#### [TO DO]
Reproduce every item below verbatim, line for line, without changing anything.
****
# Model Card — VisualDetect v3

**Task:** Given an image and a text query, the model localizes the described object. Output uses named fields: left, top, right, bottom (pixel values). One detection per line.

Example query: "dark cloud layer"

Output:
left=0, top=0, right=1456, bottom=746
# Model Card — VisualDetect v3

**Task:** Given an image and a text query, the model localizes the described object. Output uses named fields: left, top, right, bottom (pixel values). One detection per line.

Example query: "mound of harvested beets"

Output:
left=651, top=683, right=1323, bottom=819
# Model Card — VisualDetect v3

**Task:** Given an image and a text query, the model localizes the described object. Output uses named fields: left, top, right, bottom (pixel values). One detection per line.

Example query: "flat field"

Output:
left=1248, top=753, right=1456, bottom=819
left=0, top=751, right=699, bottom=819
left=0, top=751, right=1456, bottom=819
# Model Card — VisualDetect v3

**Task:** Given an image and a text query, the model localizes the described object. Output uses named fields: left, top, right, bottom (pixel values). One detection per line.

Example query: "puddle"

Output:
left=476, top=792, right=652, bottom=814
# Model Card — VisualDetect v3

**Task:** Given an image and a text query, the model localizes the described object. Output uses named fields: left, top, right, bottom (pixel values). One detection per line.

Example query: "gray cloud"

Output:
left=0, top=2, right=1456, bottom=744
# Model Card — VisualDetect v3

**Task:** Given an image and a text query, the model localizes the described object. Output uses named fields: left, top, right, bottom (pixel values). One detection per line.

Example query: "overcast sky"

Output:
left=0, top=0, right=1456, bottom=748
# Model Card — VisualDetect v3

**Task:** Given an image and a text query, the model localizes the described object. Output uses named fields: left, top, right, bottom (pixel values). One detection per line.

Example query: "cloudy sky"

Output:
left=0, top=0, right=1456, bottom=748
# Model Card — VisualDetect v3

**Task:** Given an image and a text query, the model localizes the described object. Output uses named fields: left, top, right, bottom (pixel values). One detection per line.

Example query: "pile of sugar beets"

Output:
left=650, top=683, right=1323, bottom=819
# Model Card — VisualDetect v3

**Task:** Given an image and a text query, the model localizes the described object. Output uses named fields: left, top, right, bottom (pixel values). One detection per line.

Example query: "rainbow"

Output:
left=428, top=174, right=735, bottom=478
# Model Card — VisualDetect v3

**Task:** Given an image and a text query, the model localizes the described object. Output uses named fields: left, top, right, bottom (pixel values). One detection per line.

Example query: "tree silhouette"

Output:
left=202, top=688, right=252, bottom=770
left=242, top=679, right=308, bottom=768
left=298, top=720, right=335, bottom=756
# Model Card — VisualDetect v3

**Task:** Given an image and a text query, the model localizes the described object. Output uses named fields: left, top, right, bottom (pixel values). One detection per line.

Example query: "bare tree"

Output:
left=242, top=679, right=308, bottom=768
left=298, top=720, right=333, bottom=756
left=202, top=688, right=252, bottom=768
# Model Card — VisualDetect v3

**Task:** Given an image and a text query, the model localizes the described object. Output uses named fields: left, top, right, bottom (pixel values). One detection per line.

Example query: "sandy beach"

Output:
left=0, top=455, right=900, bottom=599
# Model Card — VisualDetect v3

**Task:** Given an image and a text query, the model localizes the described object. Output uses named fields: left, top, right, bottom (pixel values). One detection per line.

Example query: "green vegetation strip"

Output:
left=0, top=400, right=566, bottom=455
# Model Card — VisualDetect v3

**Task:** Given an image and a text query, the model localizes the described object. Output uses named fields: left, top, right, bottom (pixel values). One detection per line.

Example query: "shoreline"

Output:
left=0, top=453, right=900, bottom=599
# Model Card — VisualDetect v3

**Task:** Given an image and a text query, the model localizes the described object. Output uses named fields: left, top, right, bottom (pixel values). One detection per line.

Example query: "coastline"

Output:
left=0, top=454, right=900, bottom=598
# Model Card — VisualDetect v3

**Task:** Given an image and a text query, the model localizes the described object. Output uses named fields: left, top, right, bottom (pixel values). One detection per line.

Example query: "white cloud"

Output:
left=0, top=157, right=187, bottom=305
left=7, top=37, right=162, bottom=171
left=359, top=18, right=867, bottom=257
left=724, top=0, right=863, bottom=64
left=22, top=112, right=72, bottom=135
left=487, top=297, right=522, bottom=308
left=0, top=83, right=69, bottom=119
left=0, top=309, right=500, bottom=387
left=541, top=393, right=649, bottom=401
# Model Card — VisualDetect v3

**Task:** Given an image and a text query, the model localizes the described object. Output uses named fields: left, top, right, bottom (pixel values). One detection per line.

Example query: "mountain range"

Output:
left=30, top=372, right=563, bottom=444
****
#### [SOLUTION TO THE EXERCISE]
# Model Card — VisualDetect v3

**Task:** Given an image and a text query, the model localizes the described object. Output uses named fields: left, top, right, bottom (pixel values). One detection per line.

Example query: "dark cloud layer"

Output:
left=0, top=0, right=1456, bottom=746
# Model Card — VisualDetect v3

**Task:** Given an image and a text query, the model localizes the described object. Output uses named fields: left, top, right, bottom (pixel values). One detection per line.

Example query: "mound of harvested beets"

Output:
left=651, top=683, right=1323, bottom=819
# Model Card — VisualDetect v3

**Task:** Given an image and a text query, the model localizes the described object. Output uses named fields: left, top, right, bottom (pixel values). One detection per line.

Example query: "flat field"

Output:
left=1248, top=753, right=1456, bottom=819
left=0, top=751, right=699, bottom=819
left=0, top=751, right=1456, bottom=819
# Model Card — VisualDetect v3

**Task:** Given an image and a text query, the model localizes the described object. Output uses named fields: left, top, right, bottom (pixel values). One detection per line.

Example query: "puddle"

Output:
left=476, top=792, right=652, bottom=814
# Model Card — VisualDetect v3

**Task:** Given an image and a text query, the model localizes the described object. Output uses named fields: left, top, right, bottom (pixel values). One detection per line.

Example query: "gray cloud"

Output:
left=0, top=2, right=1456, bottom=744
# Model Card — VisualDetect v3

**Task:** Given an image and a text query, the model localizes the described object. Output uses named fields: left, top, right, bottom (pixel values). One detection per line.

Example query: "overcast sky"

Output:
left=0, top=0, right=1456, bottom=748
# Model Card — VisualDetect v3

**Task:** Given an image and a text query, the model localizes the described object. Output uses named fields: left, top, right, bottom (pixel values). One detection per line.

Example query: "cloudy sky"

Output:
left=0, top=0, right=1456, bottom=748
# Model Card — VisualDetect v3

**Task:** Given an image and a text query, the model localizes the described object. Output uses named fields: left, top, right, bottom (pixel values). One detection per line.

Example query: "pile of sugar beets"

Output:
left=650, top=683, right=1323, bottom=819
# Model Card — VisualDetect v3

**Task:** Given an image and a text query, the model localizes the described object. Output uses named fields: left, top, right, bottom (pixel values). One detection per line.

Example query: "rainbow"

Output:
left=428, top=174, right=735, bottom=478
# Model Card — VisualDetect v3

**Task:** Given an image and a text query, the model localizes the described object. Output uses named fields: left, top, right, bottom (pixel values). One detection per line.

Example query: "tree silhouette"

Output:
left=202, top=688, right=252, bottom=770
left=242, top=679, right=308, bottom=768
left=298, top=720, right=335, bottom=756
# Model Card — VisualDetect v3

**Task:** Given an image and a text query, the model localizes the described object. Output uses named fields: left, top, right, bottom (pixel values). One detection per line.

Example query: "bare tree"

Output:
left=242, top=679, right=308, bottom=768
left=298, top=720, right=333, bottom=756
left=202, top=688, right=252, bottom=768
# Model Card — VisualDetect v3

**Task:** Given an image and a text query, the model localizes the described object. Output uses named fields: left, top, right, bottom (pixel values). One detection per line.

Example query: "sandy beach"

Output:
left=0, top=455, right=900, bottom=599
# Model Card — VisualDetect v3

**Task:** Given an image and a text query, the model localizes the described object. Output uses named fields: left, top, right, bottom (pixel values). One detection per line.

Example query: "green vegetation strip"

Output:
left=0, top=400, right=566, bottom=455
# Model Card — VisualDetect v3

**Task:** Given an image and a text query, the model localizes the described object. Output uses named fields: left, top, right, bottom (pixel values). One detection per line.

Example query: "shoreline"

Output:
left=0, top=453, right=900, bottom=599
# Model Card — VisualDetect v3

**Task:** Given an image and a text query, the model localizes the described object. Output uses named fields: left, top, right, bottom (pixel values). One detection per line.

Example query: "coastline"

Output:
left=0, top=454, right=900, bottom=598
# Model Card — VisualDetect v3

**Task:** Given an image and a text query, the model localizes the described object. Output uses named fields: left, top, right, bottom (pixel values). One detection per line.

Example query: "white cloud"

Output:
left=0, top=157, right=187, bottom=305
left=7, top=37, right=162, bottom=171
left=359, top=18, right=867, bottom=257
left=724, top=0, right=863, bottom=64
left=22, top=112, right=72, bottom=135
left=487, top=297, right=522, bottom=308
left=0, top=83, right=69, bottom=119
left=0, top=309, right=500, bottom=387
left=541, top=393, right=649, bottom=401
# Model Card — VisualDetect v3

**Task:** Given an image and a text query, the model localizes the described object. Output uses named fields: left, top, right, bottom (pixel values). One detection per line.

Example query: "mountain range"

Output:
left=30, top=372, right=563, bottom=444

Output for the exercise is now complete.